GIVEN PASSAGE ::
In Afsa blog

Exploring the heart of agroecology transition in Tanzania: A First-hand account from the AFSA’s HSHF officer.

Morogoro, Tanzania – November 2023 – The journey into the heart of Tanzania’s agroecological movement, led by Sustainable Agriculture Tanzania (SAT) uncovers a thriving landscape of sustainable practices and innovative farming techniques. SAT is one of the 15 Healthy Soil Healthy Food (HSHF) Centres supported by the Alliance for Food Sovereignty in Africa (AFSA).

My expedition commenced with an arrival in Morogoro, following a five-hour drive from Dar es Salaam. The destination was the SAT Centre, a revelation for agroecological practices, situated in Tushikamane Centre, Kilakala Road. SAT’s approach, rooted in four pillars – knowledge dissemination, application and marketing, research driven by farmer demand, and networking – aims to enhance the uptake of agroecological practices in Tanzania. The SAT centre, adorned with demo gardens showcasing diverse crops and gardening techniques, serves as an inspiration for sustainable agriculture.

EXPLORE THE MATERIAL ::
• A. Print the section of the Tanzania agroecology account between "Exploring the heart" and "in Africa (AFSA).", inclusive.
• B. Continue the Tanzania agroecology account from its final sentence onward.

(Records from a data source)

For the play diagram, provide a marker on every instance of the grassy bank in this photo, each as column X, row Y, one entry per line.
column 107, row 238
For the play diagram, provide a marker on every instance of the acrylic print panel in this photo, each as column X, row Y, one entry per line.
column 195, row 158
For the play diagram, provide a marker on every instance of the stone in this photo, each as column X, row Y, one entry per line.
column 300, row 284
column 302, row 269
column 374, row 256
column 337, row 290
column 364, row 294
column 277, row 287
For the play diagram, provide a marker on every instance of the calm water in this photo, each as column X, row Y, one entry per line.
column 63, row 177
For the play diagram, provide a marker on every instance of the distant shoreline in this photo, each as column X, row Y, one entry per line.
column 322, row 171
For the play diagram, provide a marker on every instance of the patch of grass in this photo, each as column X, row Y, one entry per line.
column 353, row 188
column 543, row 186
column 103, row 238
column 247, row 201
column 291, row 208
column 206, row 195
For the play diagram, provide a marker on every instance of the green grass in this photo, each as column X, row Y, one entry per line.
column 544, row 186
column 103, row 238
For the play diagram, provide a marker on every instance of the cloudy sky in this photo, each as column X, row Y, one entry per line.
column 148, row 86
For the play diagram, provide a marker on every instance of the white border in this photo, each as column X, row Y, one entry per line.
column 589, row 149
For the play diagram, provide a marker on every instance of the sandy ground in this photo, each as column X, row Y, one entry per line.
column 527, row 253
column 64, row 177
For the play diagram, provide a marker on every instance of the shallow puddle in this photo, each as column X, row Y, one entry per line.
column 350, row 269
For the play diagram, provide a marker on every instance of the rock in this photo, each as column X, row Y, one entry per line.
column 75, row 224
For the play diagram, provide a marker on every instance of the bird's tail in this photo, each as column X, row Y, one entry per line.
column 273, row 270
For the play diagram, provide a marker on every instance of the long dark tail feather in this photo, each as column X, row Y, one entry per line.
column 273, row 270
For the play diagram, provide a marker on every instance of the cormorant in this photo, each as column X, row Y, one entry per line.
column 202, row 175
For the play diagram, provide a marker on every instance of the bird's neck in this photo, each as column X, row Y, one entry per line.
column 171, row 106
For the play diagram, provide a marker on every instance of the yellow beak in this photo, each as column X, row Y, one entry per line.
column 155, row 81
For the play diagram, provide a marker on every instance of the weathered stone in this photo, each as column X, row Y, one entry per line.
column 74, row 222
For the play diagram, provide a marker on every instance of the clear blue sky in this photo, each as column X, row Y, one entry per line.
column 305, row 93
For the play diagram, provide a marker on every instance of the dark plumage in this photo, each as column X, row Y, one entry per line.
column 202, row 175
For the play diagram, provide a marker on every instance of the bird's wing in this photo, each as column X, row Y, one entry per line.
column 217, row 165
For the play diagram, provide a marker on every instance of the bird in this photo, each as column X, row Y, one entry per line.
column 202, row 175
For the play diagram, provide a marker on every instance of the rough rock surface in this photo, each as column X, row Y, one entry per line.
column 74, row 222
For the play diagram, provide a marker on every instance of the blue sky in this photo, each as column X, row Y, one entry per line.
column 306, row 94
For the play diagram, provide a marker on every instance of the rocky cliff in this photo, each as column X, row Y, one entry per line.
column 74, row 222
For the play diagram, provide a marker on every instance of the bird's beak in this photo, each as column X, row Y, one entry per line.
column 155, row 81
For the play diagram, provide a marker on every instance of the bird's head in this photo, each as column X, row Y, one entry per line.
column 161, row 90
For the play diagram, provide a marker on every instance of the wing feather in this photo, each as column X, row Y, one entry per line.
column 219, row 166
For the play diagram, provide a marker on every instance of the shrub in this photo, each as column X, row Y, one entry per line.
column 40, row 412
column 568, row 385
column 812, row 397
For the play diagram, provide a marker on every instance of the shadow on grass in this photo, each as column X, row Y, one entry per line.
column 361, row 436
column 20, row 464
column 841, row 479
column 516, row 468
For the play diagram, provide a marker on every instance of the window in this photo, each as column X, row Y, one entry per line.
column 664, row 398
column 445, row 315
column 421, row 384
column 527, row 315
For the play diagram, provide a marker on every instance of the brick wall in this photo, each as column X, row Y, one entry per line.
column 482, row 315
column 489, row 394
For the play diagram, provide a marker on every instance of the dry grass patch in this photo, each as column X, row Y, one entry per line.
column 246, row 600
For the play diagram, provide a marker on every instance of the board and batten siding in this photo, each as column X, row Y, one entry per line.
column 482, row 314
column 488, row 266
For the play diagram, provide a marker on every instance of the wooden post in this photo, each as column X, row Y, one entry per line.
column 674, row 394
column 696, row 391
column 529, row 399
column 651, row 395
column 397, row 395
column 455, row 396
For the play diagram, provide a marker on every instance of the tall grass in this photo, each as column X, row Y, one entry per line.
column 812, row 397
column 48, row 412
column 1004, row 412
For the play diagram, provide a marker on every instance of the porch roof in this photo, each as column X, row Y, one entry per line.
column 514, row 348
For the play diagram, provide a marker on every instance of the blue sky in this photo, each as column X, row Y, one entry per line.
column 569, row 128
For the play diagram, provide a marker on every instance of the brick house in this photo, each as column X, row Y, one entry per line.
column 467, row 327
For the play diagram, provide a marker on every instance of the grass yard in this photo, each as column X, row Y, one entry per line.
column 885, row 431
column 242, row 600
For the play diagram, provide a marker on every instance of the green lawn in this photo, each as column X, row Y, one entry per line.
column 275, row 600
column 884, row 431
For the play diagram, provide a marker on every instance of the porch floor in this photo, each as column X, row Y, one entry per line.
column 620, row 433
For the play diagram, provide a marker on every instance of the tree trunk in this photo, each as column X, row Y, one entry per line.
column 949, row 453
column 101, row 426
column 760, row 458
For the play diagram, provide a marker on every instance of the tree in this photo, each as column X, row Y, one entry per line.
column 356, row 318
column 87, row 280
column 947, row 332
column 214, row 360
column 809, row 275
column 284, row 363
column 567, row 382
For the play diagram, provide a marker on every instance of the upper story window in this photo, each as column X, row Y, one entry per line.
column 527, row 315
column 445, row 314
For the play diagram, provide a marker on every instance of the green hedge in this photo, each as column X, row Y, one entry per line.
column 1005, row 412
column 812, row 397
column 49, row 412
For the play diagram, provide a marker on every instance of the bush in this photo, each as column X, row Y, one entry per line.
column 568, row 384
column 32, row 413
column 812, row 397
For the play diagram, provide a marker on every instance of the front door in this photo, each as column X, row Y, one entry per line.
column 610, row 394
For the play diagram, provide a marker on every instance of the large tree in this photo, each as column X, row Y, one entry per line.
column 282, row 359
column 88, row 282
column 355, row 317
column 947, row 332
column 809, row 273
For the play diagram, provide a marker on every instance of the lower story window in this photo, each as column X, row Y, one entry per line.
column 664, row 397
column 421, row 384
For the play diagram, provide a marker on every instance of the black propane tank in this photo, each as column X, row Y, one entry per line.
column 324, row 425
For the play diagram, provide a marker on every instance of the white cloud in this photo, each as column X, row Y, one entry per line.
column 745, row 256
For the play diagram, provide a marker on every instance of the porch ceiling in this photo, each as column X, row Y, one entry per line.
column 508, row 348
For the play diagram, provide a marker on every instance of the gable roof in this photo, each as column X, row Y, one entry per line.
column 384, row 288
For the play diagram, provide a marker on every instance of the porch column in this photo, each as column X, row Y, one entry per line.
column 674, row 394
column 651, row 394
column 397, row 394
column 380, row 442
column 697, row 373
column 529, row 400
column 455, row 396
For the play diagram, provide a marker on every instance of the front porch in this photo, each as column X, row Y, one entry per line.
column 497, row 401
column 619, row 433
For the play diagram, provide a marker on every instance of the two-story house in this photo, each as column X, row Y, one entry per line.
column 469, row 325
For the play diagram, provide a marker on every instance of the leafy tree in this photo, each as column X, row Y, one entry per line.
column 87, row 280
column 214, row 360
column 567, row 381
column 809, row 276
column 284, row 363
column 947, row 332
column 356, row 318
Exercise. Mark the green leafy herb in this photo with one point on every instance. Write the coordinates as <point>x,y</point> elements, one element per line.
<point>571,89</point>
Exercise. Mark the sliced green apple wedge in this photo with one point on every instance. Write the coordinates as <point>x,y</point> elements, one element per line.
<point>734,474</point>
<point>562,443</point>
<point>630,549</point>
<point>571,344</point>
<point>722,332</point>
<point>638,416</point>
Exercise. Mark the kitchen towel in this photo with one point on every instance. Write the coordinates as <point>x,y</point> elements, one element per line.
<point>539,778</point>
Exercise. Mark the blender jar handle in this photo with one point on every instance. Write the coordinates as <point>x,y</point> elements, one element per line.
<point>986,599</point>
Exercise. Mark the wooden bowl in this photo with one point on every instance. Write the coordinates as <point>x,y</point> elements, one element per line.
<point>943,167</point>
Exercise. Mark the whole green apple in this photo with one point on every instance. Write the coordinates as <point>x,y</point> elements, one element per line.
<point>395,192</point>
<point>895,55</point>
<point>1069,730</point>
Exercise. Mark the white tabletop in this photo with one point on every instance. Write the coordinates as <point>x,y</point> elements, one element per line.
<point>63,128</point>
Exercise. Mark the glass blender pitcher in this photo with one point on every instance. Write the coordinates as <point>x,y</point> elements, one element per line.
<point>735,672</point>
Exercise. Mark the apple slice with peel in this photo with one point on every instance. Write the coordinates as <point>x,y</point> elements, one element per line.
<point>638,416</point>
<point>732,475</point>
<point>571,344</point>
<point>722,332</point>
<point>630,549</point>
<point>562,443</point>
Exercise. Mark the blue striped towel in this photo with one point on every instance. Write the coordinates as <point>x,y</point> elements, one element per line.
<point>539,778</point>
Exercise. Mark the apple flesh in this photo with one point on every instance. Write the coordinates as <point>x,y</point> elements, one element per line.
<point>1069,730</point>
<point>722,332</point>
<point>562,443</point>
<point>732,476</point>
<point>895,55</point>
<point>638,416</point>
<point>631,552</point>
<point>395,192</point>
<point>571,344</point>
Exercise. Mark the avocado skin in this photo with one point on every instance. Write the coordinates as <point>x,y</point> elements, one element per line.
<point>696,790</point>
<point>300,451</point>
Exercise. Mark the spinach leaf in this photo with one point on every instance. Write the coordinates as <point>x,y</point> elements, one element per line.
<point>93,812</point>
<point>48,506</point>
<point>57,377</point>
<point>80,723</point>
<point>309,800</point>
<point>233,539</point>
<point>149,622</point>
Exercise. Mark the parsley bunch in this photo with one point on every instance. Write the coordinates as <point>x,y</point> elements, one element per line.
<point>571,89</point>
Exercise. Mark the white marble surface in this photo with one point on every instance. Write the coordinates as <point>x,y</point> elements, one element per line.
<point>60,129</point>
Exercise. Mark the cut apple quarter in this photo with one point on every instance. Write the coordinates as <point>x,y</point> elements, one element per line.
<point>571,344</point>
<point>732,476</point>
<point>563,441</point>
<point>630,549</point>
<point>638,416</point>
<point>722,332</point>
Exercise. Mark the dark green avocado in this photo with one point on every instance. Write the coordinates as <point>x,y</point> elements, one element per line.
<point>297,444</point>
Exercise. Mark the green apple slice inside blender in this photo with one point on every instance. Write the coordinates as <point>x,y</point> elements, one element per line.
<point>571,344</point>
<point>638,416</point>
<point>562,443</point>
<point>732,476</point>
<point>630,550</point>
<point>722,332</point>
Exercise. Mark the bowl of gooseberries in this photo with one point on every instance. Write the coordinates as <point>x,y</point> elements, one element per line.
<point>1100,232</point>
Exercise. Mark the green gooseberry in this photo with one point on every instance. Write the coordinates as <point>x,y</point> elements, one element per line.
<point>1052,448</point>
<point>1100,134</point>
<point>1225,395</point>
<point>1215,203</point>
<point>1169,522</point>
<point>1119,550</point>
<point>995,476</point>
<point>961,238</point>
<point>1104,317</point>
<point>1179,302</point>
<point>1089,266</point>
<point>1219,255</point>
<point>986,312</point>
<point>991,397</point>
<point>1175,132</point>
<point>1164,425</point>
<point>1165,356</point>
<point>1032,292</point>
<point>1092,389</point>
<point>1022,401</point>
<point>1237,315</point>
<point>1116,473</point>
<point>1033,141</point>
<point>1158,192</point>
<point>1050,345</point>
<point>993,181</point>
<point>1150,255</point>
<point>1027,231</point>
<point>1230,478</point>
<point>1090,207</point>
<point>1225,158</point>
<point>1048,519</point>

RESULTS FOR THE EXERCISE ::
• A.
Exploring the heart of agroecology transition in Tanzania: A First-hand account from the AFSA’s HSHF officer.

Morogoro, Tanzania – November 2023 – The journey into the heart of Tanzania’s agroecological movement, led by Sustainable Agriculture Tanzania (SAT) uncovers a thriving landscape of sustainable practices and innovative farming techniques. SAT is one of the 15 Healthy Soil Healthy Food (HSHF) Centres supported by the Alliance for Food Sovereignty in Africa (AFSA).

• B.
This is the SAT Vegetable demo garden at the main office in Morogoro where agroecological practices are demonstrated.  

My journey continued to Vianzi, where the SAT Farmer Training Centre (FTC) stands as evidence of agroecology transition, in a journey to transform degraded land into a lush, green sanctuary. The FTC, established in 2013, overcomes challenges like droughts and poor soil conditions, boasting facilities like workshops, comprehensive water systems, solar power, and biodiverse gardens.

At the FTC, integrated pest management, biodiversity in crops, and a focus on therapeutic plants like Artemisia annua against diseases like malaria and COVID-19, highlight SAT’s commitment to creating and sustaining a healthy agroecosystem and the people. The presence of farm animals, greenhouses, and innovative irrigation systems powered by solar energy further exemplifies this commitment. Demonstrations of urban agricultural practices at the FTC, including hanging gardens and soil boxes, showcase adaptable farming techniques for urban settings. The on-site milk processing unit, though operating below potential, links the dairy value chain from production to sales at the SAT organic shop in Morogoro.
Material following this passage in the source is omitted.